##### MATERIAL PROVIDED #####

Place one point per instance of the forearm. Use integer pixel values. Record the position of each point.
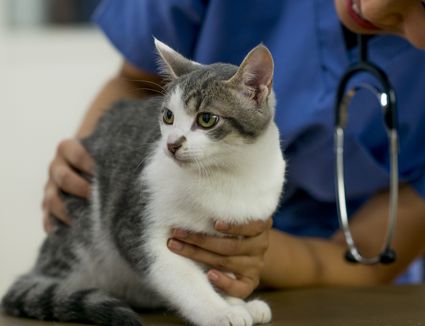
(299, 262)
(296, 261)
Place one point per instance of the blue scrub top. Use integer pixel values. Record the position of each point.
(310, 55)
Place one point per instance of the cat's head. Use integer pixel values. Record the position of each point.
(212, 111)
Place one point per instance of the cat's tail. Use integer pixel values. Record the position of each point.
(46, 299)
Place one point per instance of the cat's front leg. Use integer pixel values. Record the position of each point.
(258, 309)
(184, 285)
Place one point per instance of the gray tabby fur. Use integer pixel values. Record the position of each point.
(100, 267)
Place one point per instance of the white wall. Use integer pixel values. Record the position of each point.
(47, 80)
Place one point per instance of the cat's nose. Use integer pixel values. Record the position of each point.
(174, 146)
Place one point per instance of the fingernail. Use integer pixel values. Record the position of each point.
(221, 226)
(179, 233)
(212, 276)
(175, 245)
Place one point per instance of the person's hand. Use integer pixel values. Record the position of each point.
(241, 253)
(70, 158)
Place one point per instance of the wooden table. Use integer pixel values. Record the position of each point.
(378, 306)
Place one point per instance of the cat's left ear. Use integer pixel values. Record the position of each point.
(255, 74)
(174, 64)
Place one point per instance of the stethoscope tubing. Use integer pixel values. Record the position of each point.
(387, 100)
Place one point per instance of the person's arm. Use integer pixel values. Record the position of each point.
(292, 261)
(70, 156)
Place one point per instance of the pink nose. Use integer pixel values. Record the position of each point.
(173, 147)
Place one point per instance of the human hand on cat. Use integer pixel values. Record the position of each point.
(241, 253)
(70, 157)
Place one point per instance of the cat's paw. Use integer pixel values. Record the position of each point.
(260, 311)
(231, 316)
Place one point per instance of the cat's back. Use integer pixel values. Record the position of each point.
(126, 127)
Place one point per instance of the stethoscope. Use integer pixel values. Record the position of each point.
(386, 97)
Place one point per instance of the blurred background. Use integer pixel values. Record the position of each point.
(52, 63)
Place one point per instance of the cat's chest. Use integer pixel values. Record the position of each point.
(191, 202)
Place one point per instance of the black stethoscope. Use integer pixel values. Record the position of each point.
(387, 100)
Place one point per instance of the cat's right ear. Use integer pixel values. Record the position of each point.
(173, 64)
(255, 75)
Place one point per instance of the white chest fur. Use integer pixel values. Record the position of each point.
(248, 191)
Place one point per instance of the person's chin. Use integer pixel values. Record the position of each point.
(349, 14)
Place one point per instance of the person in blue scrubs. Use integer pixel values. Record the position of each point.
(311, 50)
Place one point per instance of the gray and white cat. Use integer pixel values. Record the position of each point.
(206, 151)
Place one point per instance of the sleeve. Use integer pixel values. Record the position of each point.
(131, 25)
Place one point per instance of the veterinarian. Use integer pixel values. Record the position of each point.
(311, 49)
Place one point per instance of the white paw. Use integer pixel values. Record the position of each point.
(231, 316)
(260, 311)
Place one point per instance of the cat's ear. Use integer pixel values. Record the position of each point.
(255, 74)
(172, 62)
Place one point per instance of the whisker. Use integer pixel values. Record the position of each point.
(145, 81)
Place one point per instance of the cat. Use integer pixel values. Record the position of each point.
(207, 150)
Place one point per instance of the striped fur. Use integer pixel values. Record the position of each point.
(113, 257)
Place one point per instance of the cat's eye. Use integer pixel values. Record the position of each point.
(207, 120)
(168, 117)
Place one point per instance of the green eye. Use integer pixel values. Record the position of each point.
(207, 120)
(168, 117)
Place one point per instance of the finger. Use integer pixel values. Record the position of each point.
(68, 180)
(54, 205)
(225, 246)
(250, 229)
(76, 155)
(235, 264)
(239, 287)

#####

WHAT YOU NEED TO DO: Give the data again word for word, without pictures.

OUTPUT OF THE EXERCISE:
Place one point per instance of the forearm. Use integer pixel values. Record the position of each point.
(299, 262)
(296, 261)
Place one point per instance of the blue scrub top. Use integer pixel values. Record the position of each point.
(310, 55)
Place one point per instance of the cat's head. Use integer pixel values. Record the position of each point.
(212, 111)
Place one point per instance of the cat's tail. Use integer pixel values. Record the position of each point.
(46, 299)
Place one point per instance of the cat's front leg. Use integer pixel values. Record the position of each point.
(258, 309)
(184, 285)
Place one point per instance of the gray tabby fur. Use integer pixel values. Record the position of each point.
(100, 267)
Place one point per instance of the white wall. Use integer pixel values. Record the position of each point.
(47, 80)
Place one point per instance of the cat's nose. Use integer pixel values. Record the position of each point.
(174, 146)
Place one point per instance of the fingernail. Use integer pixel values. Record the position of each point.
(221, 226)
(179, 233)
(212, 276)
(175, 245)
Place one point per instance of the person's hand. Use integer pixel values. Record the position of each point.
(241, 253)
(70, 158)
Place one point per instance of the wooden table. Use integer pixel values. Record the position of each point.
(378, 306)
Place one point per instance of the cat's left ear. Use integer pixel values. Record the position of each point.
(255, 74)
(174, 64)
Place one point per instance of the stethoscope tubing. Use integer pixel values. Record the position of each point.
(387, 100)
Place one point per instance of the person's arm. Use integer pixel values. Record the position of each point.
(292, 261)
(70, 156)
Place one point per instance of the pink nose. Use integer pixel values. Record the position of each point.
(173, 147)
Place one point per instance of the human hand on cat. Use integer pixel values. Record the position of each point.
(241, 253)
(70, 157)
Place one point per instance of the cat's paw. Use integer pixel values. Record the position of each point.
(260, 311)
(231, 316)
Place one point per instance of the cat's back. Use integer pixel values. Record the position of each point.
(126, 127)
Place one point per instance of the stethoscope. Use integer pixel values. Record the position of each point.
(386, 97)
Place one point per instance of the blurred background. Use integer pixel values. Record the position of each point.
(52, 63)
Place one point per instance of the cat's chest. Use integer pixel values. Record the position of each point.
(191, 202)
Place one point per instance of the black stethoscope. Use integer pixel values. Record the position of each point.
(387, 100)
Place one point per instance of the cat's right ear. Use integer pixel values. Record the position of each point.
(173, 64)
(255, 75)
Place one point per instance of the white chest fur. Use integer pixel values. Record the position of each point.
(248, 191)
Place one point per instance of the person's chin. Use integer pixel values. Record the position of each point.
(349, 14)
Place one point per instance of the person in blue scrubs. Use integer pixel values. Record the position of each point.
(311, 50)
Place one point per instance of the gray and white cat. Use integer pixel values. Record the position of each point.
(206, 151)
Place one point per instance of the sleeve. Use integer pixel values. Record the position of each point.
(131, 25)
Place one point per instance of the veterinarian. Use integer pixel values. Record the position of each point.
(311, 49)
Place one point per instance of the white paw. Use integer pixel values. Record the position of each point.
(231, 316)
(260, 311)
Place one point per instance of the cat's ear. Use integer pixel values. Record the position of each point.
(255, 74)
(172, 62)
Place one point per instance of the whisker. Use integer pixel values. Record the position of each point.
(145, 81)
Place one point per instance of the cat. Use integer pixel values. Record the position of each point.
(207, 150)
Place one point per instance of the striped fur. Use integer pixel values. Record the position of each point.
(113, 257)
Place one point per instance of the cat's eye. Use integer pixel values. Record the position of each point.
(207, 120)
(168, 117)
Place one point per instance of the green eye. Use integer pixel values. Record the position of each point.
(207, 120)
(168, 117)
Place one point per instance of the finger. Use integer pixel values. Record the position of each point.
(68, 180)
(54, 205)
(225, 246)
(250, 229)
(76, 155)
(235, 264)
(239, 287)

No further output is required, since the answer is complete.